(Problem) Write the next passage of the Earl Warren biography, picking up right after its last sentence.
---------- Text block ----------
Earl Warren (March 19, 1891 - July 9, 1974) was a District Attorney and Governor of California, but is best known as Chief Justice of the United States from 1953-1969. His term of office was marked by numerous liberal rulings affecting among other things, the legal status of racial segregation, civil rights, separation of church and state and police arrest procedure in the USA.

He was born in Los Angeles, California. He grew up in Bakersfield, California, attended the University of California, Berkeley, and attended Law School there. Warren worked for five years for private law firms in the San Francisco Bay Area. He went to work for San Francisco County in 1920 and in 1925 was appointed as District Attorney of Alameda County when the incumbent resigned. He was re-elected to 3 four-year terms. As a tough on crime District Attorney, Warren had a reputation for high-handedness, however, none of his convictions was ever overturned on appeal.
---------- Supplied records ----------
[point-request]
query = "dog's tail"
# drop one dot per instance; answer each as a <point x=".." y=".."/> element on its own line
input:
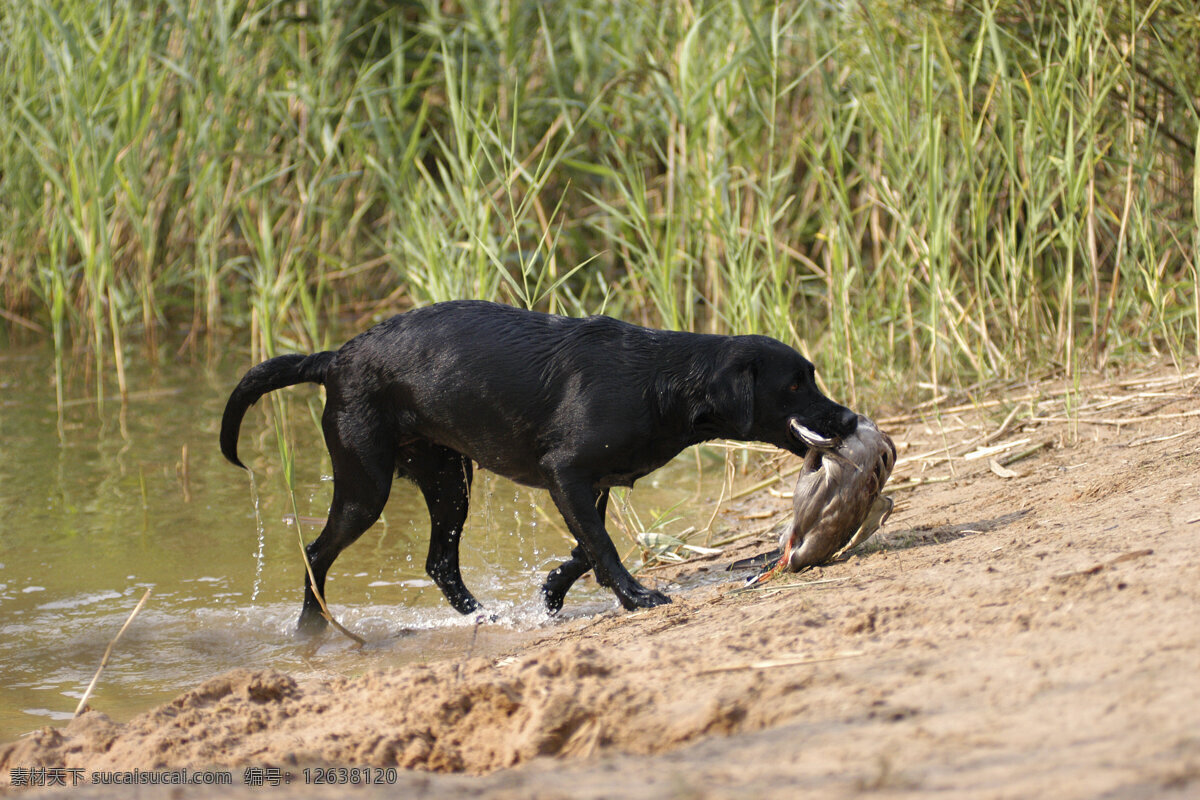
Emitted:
<point x="274" y="373"/>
----------
(Right answer)
Warren became a well-known figure in California and was appointed to the Board of Regents of the University of California while district attorney. In 1939, he became Attorney General of the State of California. He ran for governor of California in 1942 as a Republican and was elected. California law at the time allowed individuals to run in any primary elections they chose. In 1946, Warren managed the singular feat of winning the Republican, Democratic and Progressive primary elections and thus running unopposed in the 1946 general election. He was again elected (as a Republican) in 1948.

Warren's state service was marred by his support for the internment of Japanese during World War II. But it was also marked by laying the infrastructure to support a two-decade boom that lasted from the end of World War II until the mid 1960s. In particular, Warren and UC Chancellor Clark Kerr[?] presided over construction of a renowned public university system that provided inexpensive, high quality education to two generations of Californians.

Warren ran for Vice President of the United States in 1948 on a ticket with Thomas Dewey. They lost narrowly to Harry Truman.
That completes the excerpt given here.